#### [What needs to be done]
Using the data beneath, show every line that includes the word "segment".

#### [Collected data entries]
--

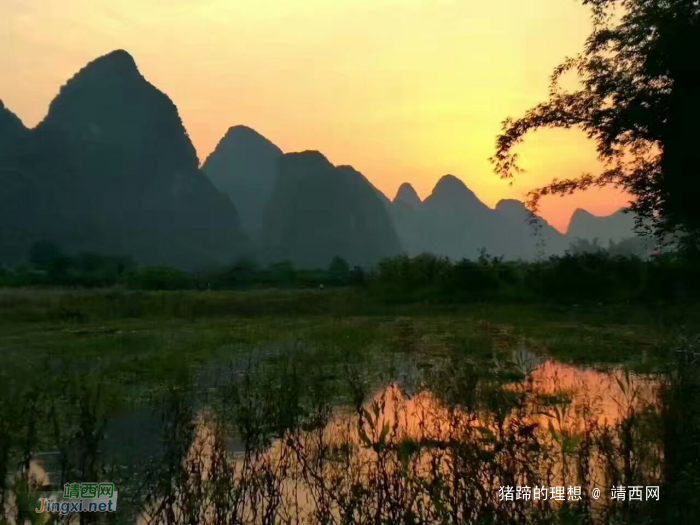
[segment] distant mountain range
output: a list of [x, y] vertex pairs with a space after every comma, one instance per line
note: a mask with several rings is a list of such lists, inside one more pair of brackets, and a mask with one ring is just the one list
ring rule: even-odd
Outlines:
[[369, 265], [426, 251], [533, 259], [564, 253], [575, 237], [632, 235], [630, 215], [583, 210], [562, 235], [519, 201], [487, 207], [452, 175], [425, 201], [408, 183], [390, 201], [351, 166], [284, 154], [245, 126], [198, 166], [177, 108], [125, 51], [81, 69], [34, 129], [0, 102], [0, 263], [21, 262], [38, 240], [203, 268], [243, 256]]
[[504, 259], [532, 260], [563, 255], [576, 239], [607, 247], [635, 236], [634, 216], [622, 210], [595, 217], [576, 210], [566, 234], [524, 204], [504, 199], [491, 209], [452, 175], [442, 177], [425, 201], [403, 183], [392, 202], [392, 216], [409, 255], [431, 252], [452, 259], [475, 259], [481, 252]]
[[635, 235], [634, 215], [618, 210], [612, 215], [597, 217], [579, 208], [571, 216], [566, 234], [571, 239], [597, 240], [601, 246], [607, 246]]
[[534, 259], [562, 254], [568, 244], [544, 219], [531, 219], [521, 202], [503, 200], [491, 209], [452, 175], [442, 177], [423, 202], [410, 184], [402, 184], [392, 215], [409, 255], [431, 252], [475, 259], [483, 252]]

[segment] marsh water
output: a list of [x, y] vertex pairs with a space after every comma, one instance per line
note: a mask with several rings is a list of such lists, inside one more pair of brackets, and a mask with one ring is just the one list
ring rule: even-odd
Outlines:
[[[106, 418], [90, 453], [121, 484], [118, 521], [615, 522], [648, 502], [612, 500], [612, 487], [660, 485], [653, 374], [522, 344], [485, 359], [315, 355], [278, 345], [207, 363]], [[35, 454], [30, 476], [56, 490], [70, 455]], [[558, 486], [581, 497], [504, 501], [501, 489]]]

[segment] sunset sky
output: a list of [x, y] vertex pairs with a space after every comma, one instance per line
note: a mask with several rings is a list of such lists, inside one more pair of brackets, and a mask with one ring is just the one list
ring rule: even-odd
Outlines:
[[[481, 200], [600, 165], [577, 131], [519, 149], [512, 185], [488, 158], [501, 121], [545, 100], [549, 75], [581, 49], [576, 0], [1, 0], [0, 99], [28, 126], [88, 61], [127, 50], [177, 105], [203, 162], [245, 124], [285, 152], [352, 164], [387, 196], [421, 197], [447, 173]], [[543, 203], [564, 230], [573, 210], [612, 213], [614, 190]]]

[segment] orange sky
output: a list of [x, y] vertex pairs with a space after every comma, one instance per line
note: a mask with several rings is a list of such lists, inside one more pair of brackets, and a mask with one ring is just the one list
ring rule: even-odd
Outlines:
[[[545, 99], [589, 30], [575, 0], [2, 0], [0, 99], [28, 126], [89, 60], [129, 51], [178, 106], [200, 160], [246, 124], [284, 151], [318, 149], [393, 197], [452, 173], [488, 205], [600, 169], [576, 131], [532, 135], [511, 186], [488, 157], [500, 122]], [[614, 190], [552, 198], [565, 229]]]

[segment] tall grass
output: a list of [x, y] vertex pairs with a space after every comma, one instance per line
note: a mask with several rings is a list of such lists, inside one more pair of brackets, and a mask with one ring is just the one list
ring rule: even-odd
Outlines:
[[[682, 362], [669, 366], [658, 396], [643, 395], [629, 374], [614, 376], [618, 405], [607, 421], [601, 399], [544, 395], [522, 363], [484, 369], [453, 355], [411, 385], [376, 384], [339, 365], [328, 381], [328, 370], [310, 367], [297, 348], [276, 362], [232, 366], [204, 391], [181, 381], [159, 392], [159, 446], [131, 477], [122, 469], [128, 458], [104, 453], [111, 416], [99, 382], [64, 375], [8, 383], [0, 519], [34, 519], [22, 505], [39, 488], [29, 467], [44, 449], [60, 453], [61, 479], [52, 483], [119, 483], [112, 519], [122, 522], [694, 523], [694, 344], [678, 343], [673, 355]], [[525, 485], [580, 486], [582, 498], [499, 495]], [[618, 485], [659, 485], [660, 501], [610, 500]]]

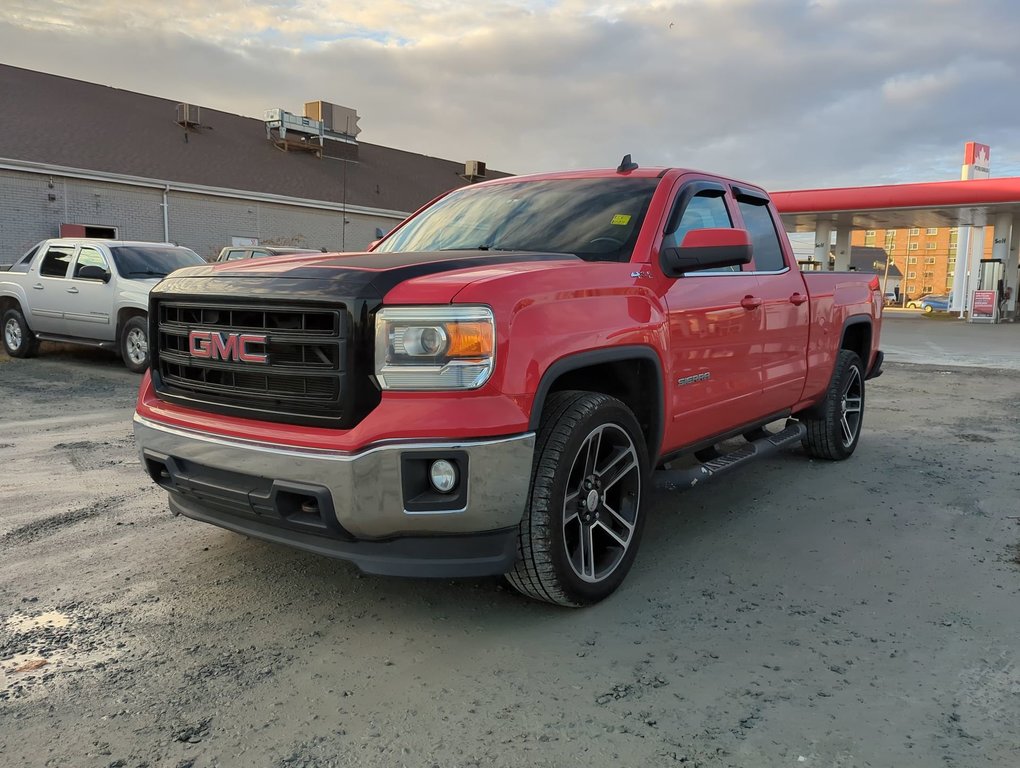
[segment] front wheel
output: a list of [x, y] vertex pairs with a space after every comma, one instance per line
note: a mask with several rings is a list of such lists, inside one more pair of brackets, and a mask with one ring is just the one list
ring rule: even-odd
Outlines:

--

#### [Answer for the task]
[segment] distant mountain range
[segment] marsh water
[segment] sunset sky
[segment] orange sky
[segment] tall grass
[segment] front wheel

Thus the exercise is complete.